══ INFORMATION PROVIDED

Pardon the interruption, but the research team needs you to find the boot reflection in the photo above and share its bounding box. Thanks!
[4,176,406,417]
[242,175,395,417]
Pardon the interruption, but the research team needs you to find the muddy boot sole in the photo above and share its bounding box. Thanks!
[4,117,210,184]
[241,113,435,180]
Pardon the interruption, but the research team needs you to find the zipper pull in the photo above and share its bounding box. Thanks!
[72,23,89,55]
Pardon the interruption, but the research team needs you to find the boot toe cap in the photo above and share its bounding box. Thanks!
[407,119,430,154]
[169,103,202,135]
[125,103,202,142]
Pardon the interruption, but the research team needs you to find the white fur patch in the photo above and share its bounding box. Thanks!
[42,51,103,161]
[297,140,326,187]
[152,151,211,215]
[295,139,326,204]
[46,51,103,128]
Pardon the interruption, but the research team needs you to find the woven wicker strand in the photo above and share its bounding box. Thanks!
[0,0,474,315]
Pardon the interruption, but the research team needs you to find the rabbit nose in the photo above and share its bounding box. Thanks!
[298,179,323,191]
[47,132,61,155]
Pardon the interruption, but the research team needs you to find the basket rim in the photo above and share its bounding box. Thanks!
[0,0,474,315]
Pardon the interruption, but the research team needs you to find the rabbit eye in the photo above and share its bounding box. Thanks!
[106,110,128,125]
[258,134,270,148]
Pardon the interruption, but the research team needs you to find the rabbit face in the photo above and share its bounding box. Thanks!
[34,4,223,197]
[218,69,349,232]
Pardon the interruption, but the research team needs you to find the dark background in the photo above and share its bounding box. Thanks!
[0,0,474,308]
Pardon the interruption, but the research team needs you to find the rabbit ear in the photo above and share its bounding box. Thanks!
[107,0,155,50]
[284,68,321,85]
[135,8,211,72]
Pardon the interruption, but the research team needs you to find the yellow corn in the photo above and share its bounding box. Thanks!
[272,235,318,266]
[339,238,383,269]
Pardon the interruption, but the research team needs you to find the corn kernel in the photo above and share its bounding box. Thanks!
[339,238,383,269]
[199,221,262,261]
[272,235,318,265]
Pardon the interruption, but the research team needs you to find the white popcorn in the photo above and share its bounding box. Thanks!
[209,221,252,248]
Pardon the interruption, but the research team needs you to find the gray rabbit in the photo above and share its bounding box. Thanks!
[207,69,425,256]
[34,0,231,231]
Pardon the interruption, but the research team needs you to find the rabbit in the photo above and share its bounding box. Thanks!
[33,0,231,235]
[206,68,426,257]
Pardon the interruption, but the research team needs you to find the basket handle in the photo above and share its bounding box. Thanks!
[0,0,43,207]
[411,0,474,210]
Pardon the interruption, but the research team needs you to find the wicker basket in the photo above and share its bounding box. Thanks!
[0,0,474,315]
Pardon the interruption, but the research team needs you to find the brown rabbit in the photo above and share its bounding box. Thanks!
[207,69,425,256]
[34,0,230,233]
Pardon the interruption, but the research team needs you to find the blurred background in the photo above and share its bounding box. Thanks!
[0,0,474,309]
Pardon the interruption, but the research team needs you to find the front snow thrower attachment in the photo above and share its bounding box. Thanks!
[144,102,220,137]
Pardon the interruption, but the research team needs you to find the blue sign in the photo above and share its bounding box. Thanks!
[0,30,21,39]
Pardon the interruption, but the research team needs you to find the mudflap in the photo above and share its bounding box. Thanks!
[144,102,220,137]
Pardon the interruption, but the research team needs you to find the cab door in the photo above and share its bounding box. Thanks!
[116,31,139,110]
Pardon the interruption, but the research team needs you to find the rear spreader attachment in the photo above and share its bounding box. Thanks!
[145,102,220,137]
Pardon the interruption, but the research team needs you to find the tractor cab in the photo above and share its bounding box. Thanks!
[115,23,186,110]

════

Retype the entries above word for word, covering every one of them.

Pardon the interruption, but the research team needs you to find the boot reflection in the photo above and share its bounding box. Thanks!
[4,176,406,417]
[242,175,395,417]
Pardon the interruption, but the research team needs you to find the muddy boot sole in the photo above and share its bounding box. Thanks!
[4,117,210,184]
[241,113,435,180]
Pardon the interruption, but the research team needs you to find the zipper pull in the photo above and share its bounding box. Thanks!
[72,23,89,55]
Pardon the interruption, but the research team needs you to find the boot toe cap in the photo above and share its bounding box. Thanks!
[407,119,430,154]
[169,103,202,135]
[125,103,202,142]
Pardon the interruption, but the research team needs you to find the white fur patch in the photo above and share its bounding box. Thanks!
[42,51,103,161]
[297,140,326,187]
[152,151,211,215]
[295,139,326,204]
[46,51,103,128]
Pardon the interruption, but the research team needs you to find the woven wicker strand in the photo above and share its bounding box. Thanks!
[0,0,474,315]
Pardon the interruption, but the research team needs you to find the rabbit nose in the photo above and share its bounding box. Thanks!
[298,179,323,191]
[47,132,61,155]
Pardon the interruption, but the research team needs you to find the basket rim in the photo above and share its bounding box. Thanks!
[0,0,474,315]
Pardon the interruption, but the research team needs you to find the rabbit eye in the photo above and share its bounding box. Thanks!
[106,110,128,125]
[258,134,270,148]
Pardon the interruption, but the research team needs you to find the rabbit face in the photo above and share its bounding box. Thanks!
[34,4,223,197]
[218,69,349,232]
Pardon the interruption, but the research team needs you to find the dark background in the photo above and share its bounding box. Thanks!
[0,0,474,308]
Pardon the interruption, but the research team needs you to find the rabbit ear in the photo above and share its bounding box. Thanks!
[107,0,155,50]
[284,68,321,85]
[135,8,211,72]
Pardon the interruption, but the research team needs you to find the yellow corn in the photo above and share its bounding box. Thanks!
[272,235,318,266]
[339,238,383,269]
Pardon the interruption, but the research team needs you to find the corn kernel in the photo above and share its bounding box. Thanks!
[339,238,383,269]
[199,221,262,261]
[272,235,318,265]
Pardon the interruption, but the research team needs you to find the white popcorn in the photo above and share its bounding box. Thanks!
[209,221,252,248]
Pardon the interruption, but the research team needs you to find the gray rabbit in the photo above and share its bounding box. Thanks!
[207,69,425,256]
[34,0,231,231]
Pardon the interruption, but the research team needs you to find the rabbit in the photo above and share its bounding box. Thanks!
[33,0,231,235]
[206,68,426,257]
Pardon the interruption, but the research team needs you to find the basket handle in the photo above and share its bounding box. Thanks!
[0,0,43,207]
[411,0,474,210]
Pardon the interruption, but the research team needs you to find the wicker basket in the photo above and share its bounding box. Thanks!
[0,0,474,315]
Pardon the interruption, but the research team needs you to find the brown rabbit in the photo above and share its bounding box. Thanks!
[207,69,425,256]
[34,0,230,233]
Pardon the interruption, but the research team needs you to find the blurred background in the photo above and share its bounding box. Thanks!
[0,0,474,309]
Pardon the interruption, but the research team needs you to find the front snow thrower attachment in the photo above and share its bounding box. Thanks!
[144,102,220,137]
Pardon the interruption, but the research team needs you to find the blue sign in the photo above and share its bounding box. Thanks!
[0,30,21,39]
Pardon the interruption, but the research team needs you to find the mudflap in the photo above and share its bounding box. Thanks!
[144,102,220,137]
Pardon the interruption, but the research team needs you to find the cab door in the photo above and share its bounding box. Thanks!
[116,31,139,110]
Pardon the interruption, but the research team needs you to find the rear spreader attachment in the photo above and share its bounding box. Thanks!
[145,102,220,137]
Pardon the interruption, but the research team needs you to find the tractor cab in the photo above and share its bounding box. Thanks!
[115,23,186,110]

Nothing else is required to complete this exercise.